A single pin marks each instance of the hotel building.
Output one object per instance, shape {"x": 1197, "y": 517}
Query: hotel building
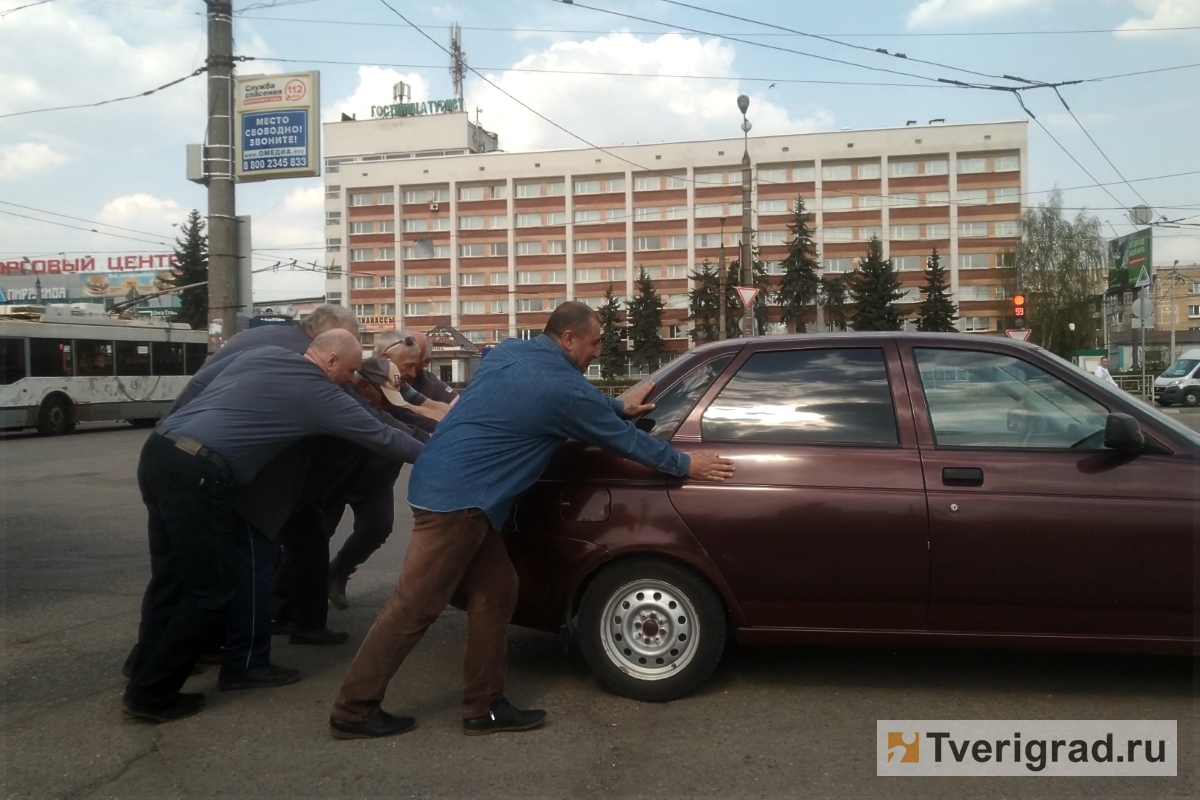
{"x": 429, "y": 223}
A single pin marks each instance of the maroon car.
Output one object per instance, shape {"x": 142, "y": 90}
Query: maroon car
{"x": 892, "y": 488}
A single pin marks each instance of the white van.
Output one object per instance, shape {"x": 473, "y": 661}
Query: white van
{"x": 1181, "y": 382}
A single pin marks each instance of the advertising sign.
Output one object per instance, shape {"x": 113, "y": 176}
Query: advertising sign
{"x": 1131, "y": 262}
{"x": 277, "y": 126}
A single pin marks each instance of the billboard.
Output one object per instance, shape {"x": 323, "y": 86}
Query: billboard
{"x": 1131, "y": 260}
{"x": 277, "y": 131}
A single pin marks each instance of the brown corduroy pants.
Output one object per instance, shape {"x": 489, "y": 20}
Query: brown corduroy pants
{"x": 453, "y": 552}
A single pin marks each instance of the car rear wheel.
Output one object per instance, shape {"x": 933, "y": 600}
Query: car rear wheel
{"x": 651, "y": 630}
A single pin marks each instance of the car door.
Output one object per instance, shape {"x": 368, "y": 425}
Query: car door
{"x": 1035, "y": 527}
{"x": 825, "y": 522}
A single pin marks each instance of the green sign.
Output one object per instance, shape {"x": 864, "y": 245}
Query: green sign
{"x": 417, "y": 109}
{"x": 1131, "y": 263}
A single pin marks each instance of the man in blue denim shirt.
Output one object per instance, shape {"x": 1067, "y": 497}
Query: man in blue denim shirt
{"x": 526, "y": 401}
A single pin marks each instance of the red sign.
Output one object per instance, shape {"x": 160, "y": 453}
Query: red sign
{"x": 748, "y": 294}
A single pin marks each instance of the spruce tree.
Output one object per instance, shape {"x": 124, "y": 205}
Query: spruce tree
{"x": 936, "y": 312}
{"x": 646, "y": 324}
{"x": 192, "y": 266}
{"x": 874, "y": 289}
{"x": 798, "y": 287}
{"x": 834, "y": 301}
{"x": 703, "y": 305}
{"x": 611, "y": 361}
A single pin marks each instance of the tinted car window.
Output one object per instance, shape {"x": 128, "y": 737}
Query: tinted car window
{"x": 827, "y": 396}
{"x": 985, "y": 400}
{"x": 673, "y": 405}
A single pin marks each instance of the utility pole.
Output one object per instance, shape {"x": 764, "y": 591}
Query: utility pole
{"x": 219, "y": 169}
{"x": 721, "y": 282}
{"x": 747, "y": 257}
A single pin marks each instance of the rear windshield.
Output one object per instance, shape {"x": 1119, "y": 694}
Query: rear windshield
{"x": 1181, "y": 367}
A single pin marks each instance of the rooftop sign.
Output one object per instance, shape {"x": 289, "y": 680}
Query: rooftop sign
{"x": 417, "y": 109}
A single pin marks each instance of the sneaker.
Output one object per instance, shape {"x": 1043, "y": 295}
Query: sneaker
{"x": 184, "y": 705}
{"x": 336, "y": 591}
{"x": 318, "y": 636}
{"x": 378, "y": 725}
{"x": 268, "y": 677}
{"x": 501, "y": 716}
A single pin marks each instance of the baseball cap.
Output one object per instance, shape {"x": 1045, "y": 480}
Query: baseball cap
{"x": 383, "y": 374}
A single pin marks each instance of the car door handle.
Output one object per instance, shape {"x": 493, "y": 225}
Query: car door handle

####

Instructions to follow → Apart from the pictures, every line of the data above should be given again exactly.

Answer section →
A single pin marks each instance of the hotel building.
Output one object per instance, shape {"x": 1197, "y": 517}
Query: hotel building
{"x": 429, "y": 223}
A single pin marks each instance of the maroon car.
Output one object per instance, shape {"x": 142, "y": 90}
Query: maroon car
{"x": 892, "y": 488}
A single pin marks each instance of the white van.
Output one object per instance, shape {"x": 473, "y": 661}
Query: white van
{"x": 1181, "y": 382}
A single pin marks each instance of the advertising sign.
Output one object per instance, shape {"x": 113, "y": 176}
Query: advertising sign
{"x": 1131, "y": 262}
{"x": 277, "y": 126}
A single pin marks each instance of the billboard.
Output one object per instance, shape {"x": 323, "y": 86}
Query: billboard
{"x": 1131, "y": 260}
{"x": 277, "y": 131}
A single pin marks each instance of the brown corduroy pants.
Output one object per instance, shape {"x": 489, "y": 20}
Query: brown corduroy pants
{"x": 453, "y": 552}
A single pin marks each instance of the car rear wheel.
Output one object per instance, shape {"x": 933, "y": 600}
Query: car rear wheel
{"x": 651, "y": 630}
A single pin marks each instance of the car door.
Output one object per instance, shape {"x": 368, "y": 425}
Query: car door
{"x": 1035, "y": 527}
{"x": 825, "y": 522}
A single pin marks each instance of the green sign.
Output one object per instance, shape {"x": 864, "y": 245}
Query: green sign
{"x": 417, "y": 109}
{"x": 1131, "y": 263}
A single pin marks each instance of the man in blue denim shirt.
Output one object per instance, shape {"x": 1067, "y": 497}
Query: man in blue denim shirt
{"x": 526, "y": 401}
A single pin marks each instance of the red sign.
Output one object per instance, shape {"x": 160, "y": 453}
Query: red sign
{"x": 748, "y": 294}
A single pin marks each instance of the spruce tree.
Output one object per instance, shape {"x": 124, "y": 205}
Query: spruce tree
{"x": 936, "y": 312}
{"x": 646, "y": 324}
{"x": 192, "y": 266}
{"x": 874, "y": 289}
{"x": 798, "y": 287}
{"x": 834, "y": 301}
{"x": 703, "y": 305}
{"x": 611, "y": 361}
A single pin marks each instance of the tinted car window.
Output one object per instance, shape {"x": 128, "y": 737}
Query: tinted car window
{"x": 827, "y": 396}
{"x": 985, "y": 400}
{"x": 673, "y": 405}
A single pin marks each instance of the utility pole.
Output one object per instance, shape {"x": 764, "y": 591}
Query: utility pole
{"x": 219, "y": 169}
{"x": 721, "y": 282}
{"x": 747, "y": 257}
A single pin marks each instance of the rear windshield.
Output one object per instance, shape {"x": 1119, "y": 694}
Query: rear windshield
{"x": 1181, "y": 367}
A single pin marks each instance of the rooftop sign.
Output one object per instance, shape {"x": 289, "y": 680}
Query: rooftop sign
{"x": 417, "y": 109}
A single pin marks each instance of the sneaker.
Output one object per instance, shape {"x": 1043, "y": 295}
Query: sneaker
{"x": 184, "y": 705}
{"x": 336, "y": 591}
{"x": 318, "y": 636}
{"x": 378, "y": 725}
{"x": 268, "y": 677}
{"x": 501, "y": 716}
A single pin marks each instance of the baseball cap.
Output one object per instance, shape {"x": 1045, "y": 480}
Query: baseball cap
{"x": 383, "y": 374}
A single pin marks each instance of the car door handle.
Output one object per instance, shape {"x": 493, "y": 225}
Query: car door handle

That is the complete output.